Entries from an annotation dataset
--

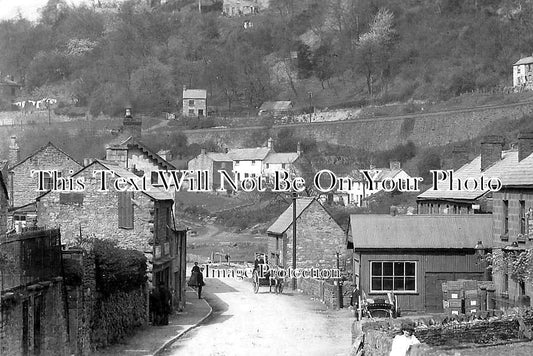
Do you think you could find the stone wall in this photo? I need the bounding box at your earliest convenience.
[37,164,154,252]
[183,102,533,150]
[298,278,339,309]
[8,144,82,206]
[0,280,70,355]
[278,201,351,269]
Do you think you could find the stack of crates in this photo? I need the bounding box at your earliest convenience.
[462,281,481,314]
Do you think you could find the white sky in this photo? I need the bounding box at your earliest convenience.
[0,0,91,21]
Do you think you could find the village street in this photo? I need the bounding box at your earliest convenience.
[163,278,352,356]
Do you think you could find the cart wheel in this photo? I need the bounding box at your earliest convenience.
[276,281,283,294]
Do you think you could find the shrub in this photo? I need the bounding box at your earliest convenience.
[94,240,146,295]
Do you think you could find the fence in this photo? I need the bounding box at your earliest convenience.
[0,229,61,291]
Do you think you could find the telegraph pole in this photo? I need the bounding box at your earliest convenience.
[292,192,298,290]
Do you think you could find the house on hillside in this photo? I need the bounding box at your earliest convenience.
[182,86,207,117]
[37,160,186,306]
[267,198,351,269]
[258,100,294,116]
[187,148,233,190]
[513,56,533,89]
[348,214,492,312]
[222,0,270,17]
[417,136,518,214]
[7,136,82,232]
[0,77,21,110]
[489,132,533,306]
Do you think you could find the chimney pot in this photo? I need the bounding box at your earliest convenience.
[518,132,533,162]
[481,135,504,171]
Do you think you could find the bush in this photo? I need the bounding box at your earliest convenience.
[94,240,146,295]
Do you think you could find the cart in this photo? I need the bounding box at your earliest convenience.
[252,265,285,294]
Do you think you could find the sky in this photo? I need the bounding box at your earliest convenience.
[0,0,90,21]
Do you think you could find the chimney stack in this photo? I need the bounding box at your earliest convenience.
[481,135,504,171]
[518,132,533,162]
[389,161,402,171]
[123,107,142,139]
[8,136,20,166]
[452,146,470,170]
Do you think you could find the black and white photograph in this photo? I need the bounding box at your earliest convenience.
[0,0,533,356]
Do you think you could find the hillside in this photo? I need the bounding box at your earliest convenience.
[0,0,533,115]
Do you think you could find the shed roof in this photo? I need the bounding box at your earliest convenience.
[265,152,300,164]
[227,147,271,161]
[9,141,83,170]
[259,100,292,111]
[513,56,533,66]
[500,154,533,187]
[183,89,207,100]
[417,150,518,200]
[348,214,492,250]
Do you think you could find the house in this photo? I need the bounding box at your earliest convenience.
[258,101,293,116]
[37,160,186,304]
[222,0,270,17]
[188,148,233,190]
[267,198,350,269]
[0,229,70,355]
[417,136,518,214]
[513,57,533,89]
[0,76,21,110]
[348,214,492,312]
[7,136,82,232]
[182,86,207,117]
[492,132,533,306]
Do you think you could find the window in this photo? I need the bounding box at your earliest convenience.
[503,200,509,235]
[370,261,416,292]
[519,200,526,235]
[118,192,133,229]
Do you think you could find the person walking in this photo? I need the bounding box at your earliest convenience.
[188,262,205,299]
[389,321,420,356]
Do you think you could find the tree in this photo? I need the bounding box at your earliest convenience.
[356,9,395,96]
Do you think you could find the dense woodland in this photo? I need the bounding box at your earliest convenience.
[0,0,533,115]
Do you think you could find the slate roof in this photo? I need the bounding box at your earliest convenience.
[267,198,320,235]
[183,89,207,100]
[500,154,533,187]
[206,152,232,162]
[108,136,176,169]
[227,147,271,161]
[348,214,492,250]
[259,100,292,111]
[417,150,518,200]
[513,57,533,66]
[264,152,299,164]
[9,142,83,170]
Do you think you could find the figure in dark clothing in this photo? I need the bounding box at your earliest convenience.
[188,262,205,299]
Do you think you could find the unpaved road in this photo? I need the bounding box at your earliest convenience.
[163,278,352,356]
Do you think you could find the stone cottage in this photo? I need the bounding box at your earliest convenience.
[37,160,185,300]
[7,136,82,231]
[267,198,351,269]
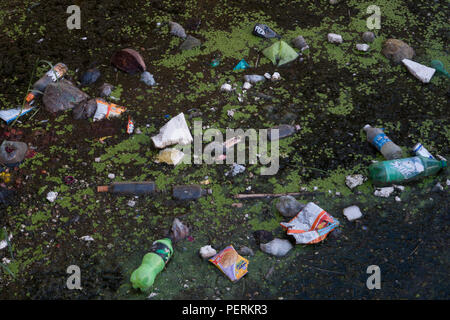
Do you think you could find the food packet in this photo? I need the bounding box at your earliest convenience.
[94,99,127,121]
[209,245,248,282]
[280,202,339,244]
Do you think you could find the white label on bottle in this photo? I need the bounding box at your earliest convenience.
[392,158,425,179]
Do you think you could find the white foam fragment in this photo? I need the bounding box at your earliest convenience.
[328,33,344,43]
[152,113,194,149]
[344,206,362,221]
[402,59,436,83]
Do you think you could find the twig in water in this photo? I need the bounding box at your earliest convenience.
[304,265,345,274]
[234,192,323,199]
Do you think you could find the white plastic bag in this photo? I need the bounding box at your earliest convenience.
[280,202,339,244]
[152,113,194,149]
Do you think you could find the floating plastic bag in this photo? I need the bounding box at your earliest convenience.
[0,107,34,124]
[280,202,339,244]
[94,99,127,121]
[152,113,194,149]
[263,40,298,66]
[233,59,250,71]
[209,245,248,282]
[155,148,184,166]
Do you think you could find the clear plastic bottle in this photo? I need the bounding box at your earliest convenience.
[363,124,403,160]
[130,238,173,291]
[369,156,447,186]
[97,181,156,195]
[26,62,68,105]
[173,184,207,200]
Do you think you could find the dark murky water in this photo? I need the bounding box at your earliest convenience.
[0,0,449,299]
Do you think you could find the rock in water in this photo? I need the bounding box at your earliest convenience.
[253,230,273,244]
[259,238,294,257]
[42,79,89,113]
[73,99,97,120]
[80,68,101,86]
[292,36,309,51]
[276,196,306,218]
[381,39,414,63]
[171,218,189,242]
[180,36,202,50]
[169,21,186,39]
[402,59,436,83]
[111,49,147,74]
[141,71,156,86]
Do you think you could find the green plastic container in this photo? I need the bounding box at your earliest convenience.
[130,238,173,291]
[369,156,447,186]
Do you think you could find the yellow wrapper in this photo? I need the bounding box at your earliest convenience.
[209,245,249,282]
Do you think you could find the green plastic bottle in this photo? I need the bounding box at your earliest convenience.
[369,156,447,186]
[130,238,173,291]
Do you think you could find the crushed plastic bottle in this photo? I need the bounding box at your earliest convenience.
[369,156,447,186]
[97,181,156,195]
[25,62,68,105]
[173,185,207,200]
[268,124,297,141]
[130,238,173,292]
[363,124,403,160]
[42,79,89,113]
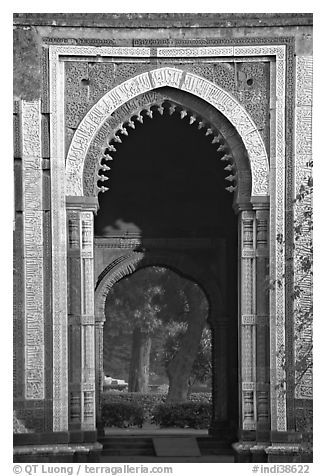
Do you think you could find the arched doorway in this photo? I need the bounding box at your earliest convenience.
[63,68,269,446]
[102,266,212,434]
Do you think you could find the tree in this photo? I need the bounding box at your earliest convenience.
[106,267,207,398]
[106,268,163,392]
[163,286,208,402]
[163,322,212,394]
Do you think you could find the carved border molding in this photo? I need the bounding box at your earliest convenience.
[91,98,237,197]
[66,63,269,197]
[294,56,313,399]
[21,101,45,400]
[49,43,289,431]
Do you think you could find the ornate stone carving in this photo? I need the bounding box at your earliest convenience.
[88,98,237,196]
[21,101,45,400]
[239,211,256,430]
[66,68,269,195]
[157,46,233,58]
[50,43,289,436]
[294,56,313,399]
[49,46,69,431]
[296,56,313,107]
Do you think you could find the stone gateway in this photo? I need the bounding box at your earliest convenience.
[14,13,312,462]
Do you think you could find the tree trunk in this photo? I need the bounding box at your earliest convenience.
[128,327,152,393]
[166,296,207,402]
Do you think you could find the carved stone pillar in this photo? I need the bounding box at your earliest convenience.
[67,195,96,432]
[239,210,257,439]
[95,316,104,431]
[209,319,232,441]
[256,206,270,441]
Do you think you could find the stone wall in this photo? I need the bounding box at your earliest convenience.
[14,14,312,450]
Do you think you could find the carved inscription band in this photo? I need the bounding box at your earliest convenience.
[21,101,44,400]
[66,67,269,196]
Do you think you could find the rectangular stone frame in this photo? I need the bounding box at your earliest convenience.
[49,39,288,431]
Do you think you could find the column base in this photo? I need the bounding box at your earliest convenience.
[13,430,98,446]
[250,442,270,463]
[265,431,312,463]
[232,441,255,463]
[208,421,237,444]
[265,443,301,463]
[13,442,102,463]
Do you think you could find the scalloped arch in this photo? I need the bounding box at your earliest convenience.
[65,67,269,197]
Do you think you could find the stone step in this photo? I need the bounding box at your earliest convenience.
[99,435,233,456]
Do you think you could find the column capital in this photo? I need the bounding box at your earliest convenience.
[250,197,269,210]
[66,196,99,213]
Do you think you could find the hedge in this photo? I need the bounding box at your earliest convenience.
[102,391,212,421]
[153,401,212,428]
[102,401,144,428]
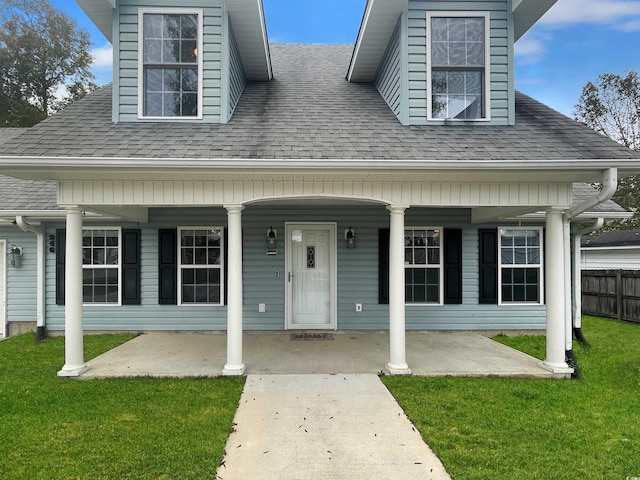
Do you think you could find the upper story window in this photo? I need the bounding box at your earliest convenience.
[427,13,490,120]
[138,9,202,119]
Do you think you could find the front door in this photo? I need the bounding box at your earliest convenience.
[285,223,336,329]
[0,240,7,338]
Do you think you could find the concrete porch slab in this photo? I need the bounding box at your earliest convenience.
[81,332,558,378]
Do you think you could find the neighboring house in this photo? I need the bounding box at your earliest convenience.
[580,229,640,270]
[0,0,640,376]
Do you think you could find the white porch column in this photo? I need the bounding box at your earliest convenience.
[542,209,572,373]
[386,205,411,375]
[58,209,87,377]
[222,205,245,376]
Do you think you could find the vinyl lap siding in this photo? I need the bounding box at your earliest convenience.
[43,205,545,331]
[0,232,37,322]
[115,0,222,123]
[408,0,514,125]
[229,23,247,118]
[373,21,401,116]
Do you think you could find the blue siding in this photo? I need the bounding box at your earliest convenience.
[40,205,545,331]
[114,0,223,123]
[408,0,515,125]
[0,227,37,322]
[373,20,402,116]
[229,22,247,118]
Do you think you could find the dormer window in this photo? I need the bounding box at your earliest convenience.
[427,12,490,120]
[138,9,202,119]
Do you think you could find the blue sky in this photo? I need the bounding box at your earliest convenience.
[52,0,640,116]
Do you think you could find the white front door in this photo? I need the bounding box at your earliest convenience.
[0,240,7,338]
[285,223,336,329]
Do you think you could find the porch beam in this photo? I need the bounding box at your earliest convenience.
[222,205,245,376]
[58,209,88,377]
[386,205,411,375]
[542,208,573,373]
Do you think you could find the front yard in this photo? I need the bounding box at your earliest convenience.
[0,335,244,480]
[0,318,640,480]
[383,317,640,480]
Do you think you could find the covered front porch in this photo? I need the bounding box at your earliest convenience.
[80,331,567,379]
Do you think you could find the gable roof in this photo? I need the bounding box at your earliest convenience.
[347,0,558,82]
[582,229,640,248]
[0,128,59,216]
[0,45,640,182]
[75,0,272,80]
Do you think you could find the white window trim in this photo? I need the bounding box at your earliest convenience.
[427,11,491,123]
[176,225,227,307]
[81,226,122,307]
[138,8,204,122]
[498,226,544,306]
[402,225,444,307]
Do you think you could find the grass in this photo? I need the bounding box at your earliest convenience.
[0,335,244,480]
[383,317,640,480]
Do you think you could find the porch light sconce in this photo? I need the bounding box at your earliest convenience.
[344,227,356,248]
[267,227,278,255]
[9,245,22,268]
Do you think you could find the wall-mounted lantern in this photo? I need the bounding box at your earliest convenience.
[9,245,22,268]
[267,227,278,255]
[344,227,356,248]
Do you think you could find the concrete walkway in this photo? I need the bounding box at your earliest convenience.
[216,374,450,480]
[81,332,553,378]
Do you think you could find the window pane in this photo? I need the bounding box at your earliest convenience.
[431,17,449,42]
[444,42,467,67]
[413,285,427,303]
[466,17,484,42]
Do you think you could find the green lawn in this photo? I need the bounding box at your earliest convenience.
[0,335,244,480]
[383,317,640,480]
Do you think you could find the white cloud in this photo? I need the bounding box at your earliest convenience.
[515,34,546,64]
[540,0,640,27]
[91,44,113,68]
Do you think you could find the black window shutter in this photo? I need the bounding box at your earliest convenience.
[56,228,67,305]
[478,228,498,304]
[378,228,391,305]
[121,229,140,305]
[158,228,178,305]
[443,229,462,305]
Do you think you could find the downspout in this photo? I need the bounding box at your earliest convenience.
[563,168,618,378]
[573,218,604,348]
[16,215,46,340]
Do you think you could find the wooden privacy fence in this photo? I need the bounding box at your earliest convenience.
[582,270,640,323]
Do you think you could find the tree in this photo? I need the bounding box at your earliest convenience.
[0,0,97,127]
[575,70,640,230]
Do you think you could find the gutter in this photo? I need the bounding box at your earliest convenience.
[564,167,618,221]
[16,215,46,340]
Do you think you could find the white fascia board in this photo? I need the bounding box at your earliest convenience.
[512,0,558,41]
[347,0,408,82]
[76,0,116,43]
[225,0,273,81]
[0,156,640,183]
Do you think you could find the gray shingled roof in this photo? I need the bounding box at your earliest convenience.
[0,45,640,162]
[582,229,640,248]
[0,128,59,212]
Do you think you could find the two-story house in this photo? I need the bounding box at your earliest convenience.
[0,0,640,376]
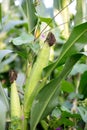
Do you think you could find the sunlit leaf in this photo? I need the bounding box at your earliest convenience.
[30,54,82,130]
[12,32,34,46]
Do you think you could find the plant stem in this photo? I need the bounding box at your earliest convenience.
[24,118,28,130]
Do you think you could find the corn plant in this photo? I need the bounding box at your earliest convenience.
[0,0,87,130]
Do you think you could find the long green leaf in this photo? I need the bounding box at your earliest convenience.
[26,0,37,32]
[30,54,82,130]
[45,22,87,76]
[0,83,9,111]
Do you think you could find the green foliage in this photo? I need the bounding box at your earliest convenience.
[0,0,87,130]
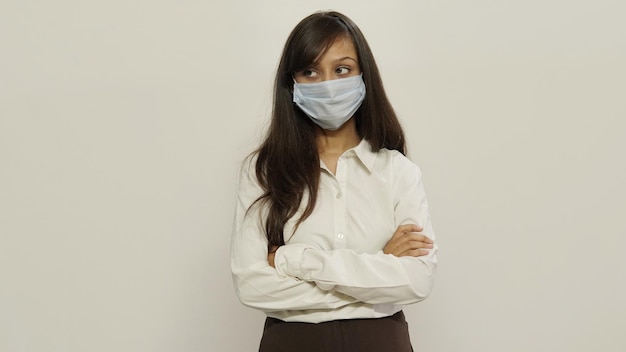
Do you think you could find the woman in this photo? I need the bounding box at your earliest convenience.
[231,12,437,352]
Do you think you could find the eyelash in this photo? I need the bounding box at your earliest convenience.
[302,66,352,77]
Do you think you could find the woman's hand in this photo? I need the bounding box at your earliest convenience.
[267,246,278,268]
[382,225,433,263]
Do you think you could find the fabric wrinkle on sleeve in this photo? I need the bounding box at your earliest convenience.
[231,158,357,312]
[266,156,438,305]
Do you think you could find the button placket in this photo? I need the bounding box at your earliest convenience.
[334,156,346,248]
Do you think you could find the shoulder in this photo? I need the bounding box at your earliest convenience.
[376,144,421,176]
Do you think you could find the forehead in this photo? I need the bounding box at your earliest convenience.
[315,36,359,64]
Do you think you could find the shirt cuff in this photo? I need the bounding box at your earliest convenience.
[274,243,313,279]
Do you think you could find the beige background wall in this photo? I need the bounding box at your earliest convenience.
[0,0,626,352]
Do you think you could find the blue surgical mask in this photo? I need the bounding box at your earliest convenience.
[293,75,365,130]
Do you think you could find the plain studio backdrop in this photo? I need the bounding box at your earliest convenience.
[0,0,626,352]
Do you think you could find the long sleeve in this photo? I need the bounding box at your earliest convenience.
[231,160,357,312]
[275,154,438,305]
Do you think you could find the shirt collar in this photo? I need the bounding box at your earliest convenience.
[346,139,377,172]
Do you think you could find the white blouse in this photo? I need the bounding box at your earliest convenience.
[231,140,438,323]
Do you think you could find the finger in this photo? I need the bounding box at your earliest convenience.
[397,224,423,233]
[398,249,428,257]
[405,233,435,244]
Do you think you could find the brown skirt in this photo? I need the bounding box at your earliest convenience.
[259,311,413,352]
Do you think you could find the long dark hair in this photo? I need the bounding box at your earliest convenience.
[255,12,406,249]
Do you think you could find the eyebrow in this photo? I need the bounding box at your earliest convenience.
[333,56,359,64]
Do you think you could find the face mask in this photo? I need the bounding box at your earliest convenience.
[293,75,365,130]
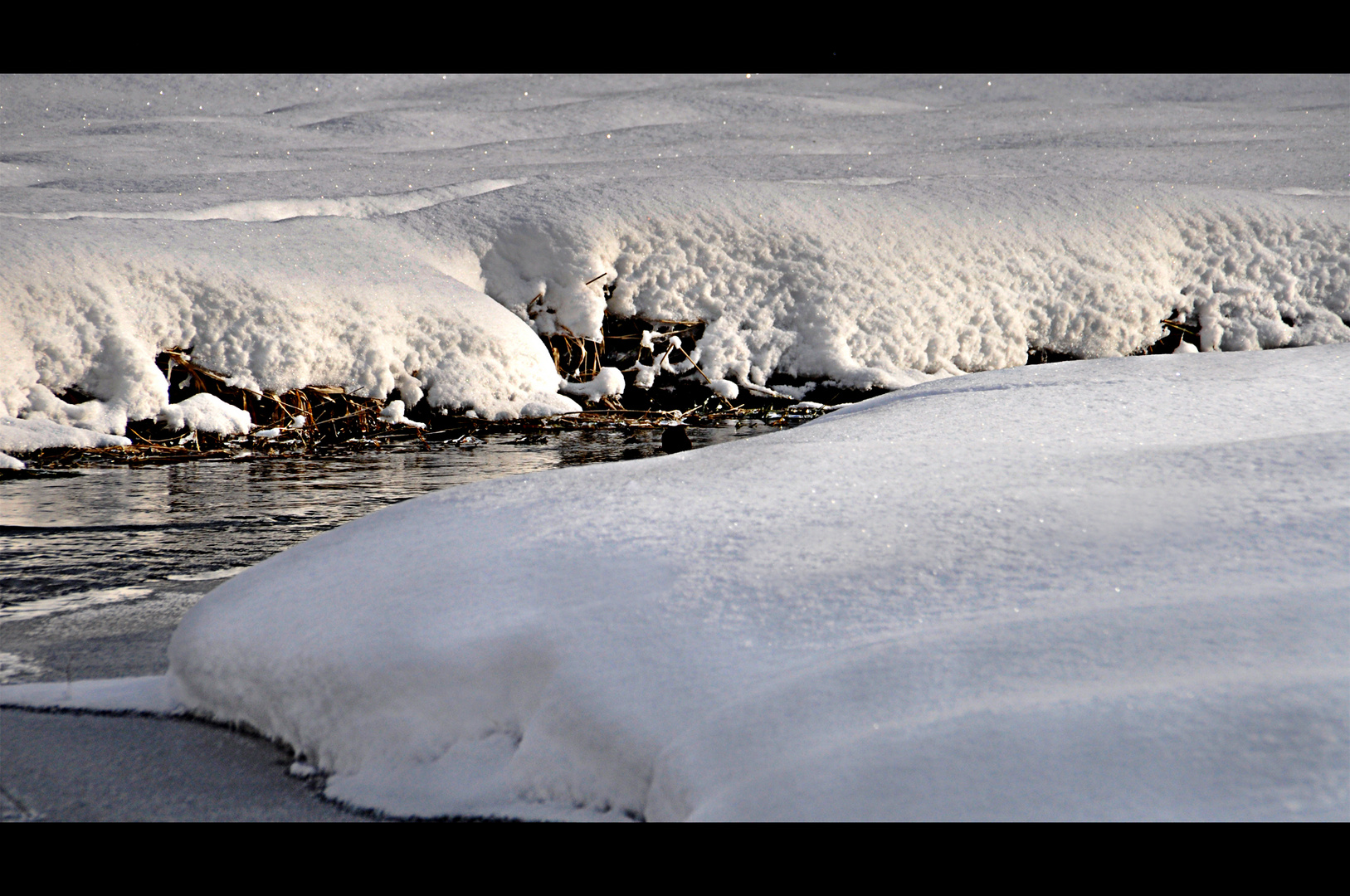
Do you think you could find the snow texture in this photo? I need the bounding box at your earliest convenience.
[563,367,624,401]
[159,392,252,436]
[0,674,185,715]
[142,345,1350,821]
[0,417,131,455]
[378,398,426,429]
[0,75,1350,445]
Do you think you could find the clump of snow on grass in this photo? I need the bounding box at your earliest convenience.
[160,347,1350,821]
[563,367,624,401]
[0,417,131,455]
[0,75,1350,431]
[159,392,252,436]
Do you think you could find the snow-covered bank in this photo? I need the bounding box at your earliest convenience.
[105,345,1350,821]
[0,75,1350,448]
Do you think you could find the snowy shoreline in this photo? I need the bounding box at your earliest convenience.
[7,347,1350,821]
[0,75,1350,465]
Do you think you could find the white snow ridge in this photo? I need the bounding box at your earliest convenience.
[155,347,1350,821]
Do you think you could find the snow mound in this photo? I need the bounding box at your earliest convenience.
[0,417,131,455]
[159,392,252,436]
[0,212,575,431]
[563,367,624,401]
[160,345,1350,821]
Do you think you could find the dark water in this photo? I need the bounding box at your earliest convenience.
[0,424,769,684]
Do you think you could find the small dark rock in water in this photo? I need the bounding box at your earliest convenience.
[661,426,694,455]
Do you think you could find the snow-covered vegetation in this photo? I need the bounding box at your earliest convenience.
[0,75,1350,821]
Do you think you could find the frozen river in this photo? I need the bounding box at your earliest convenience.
[0,422,768,684]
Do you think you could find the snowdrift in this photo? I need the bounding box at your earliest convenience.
[139,345,1350,821]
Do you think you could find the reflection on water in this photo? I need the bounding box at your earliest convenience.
[0,425,769,681]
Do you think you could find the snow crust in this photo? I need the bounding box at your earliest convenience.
[159,392,252,436]
[150,345,1350,821]
[0,674,185,715]
[0,75,1350,445]
[563,367,624,401]
[0,417,131,455]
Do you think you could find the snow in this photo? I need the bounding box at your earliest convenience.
[0,75,1350,821]
[159,392,253,436]
[0,416,131,454]
[379,398,426,429]
[0,75,1350,448]
[708,379,741,401]
[563,367,624,401]
[0,674,185,715]
[95,345,1350,821]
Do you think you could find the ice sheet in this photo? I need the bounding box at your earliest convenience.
[142,347,1350,821]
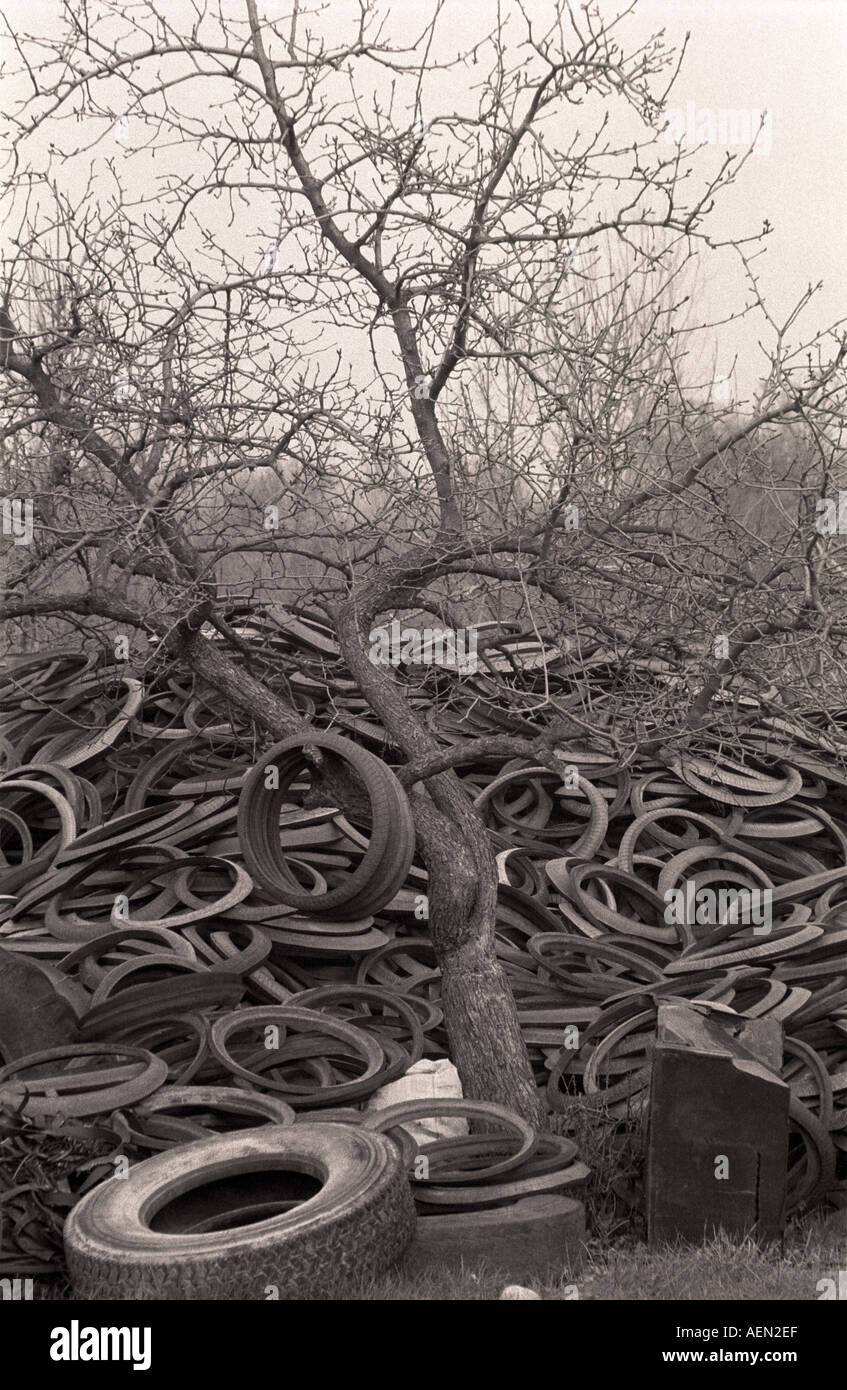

--

Objective
Copy out the lines above from the start through the line that contains "[0,0,91,21]", keeping both ends and changing nothing. Leave the pictures out.

Final answer
Do you think you could find the stone wall in this photo? I need the bounding box at your earliest convenience.
[37,164,154,252]
[183,102,533,150]
[298,278,339,309]
[8,144,82,206]
[0,280,70,355]
[278,201,351,269]
Do you think you could find the stack of crates in this photo? I need the bounding box at your earliest convenience.
[462,281,481,314]
Do you think you could find the white sky in this photo? I need the bounding box at your earliest convenience.
[0,0,91,21]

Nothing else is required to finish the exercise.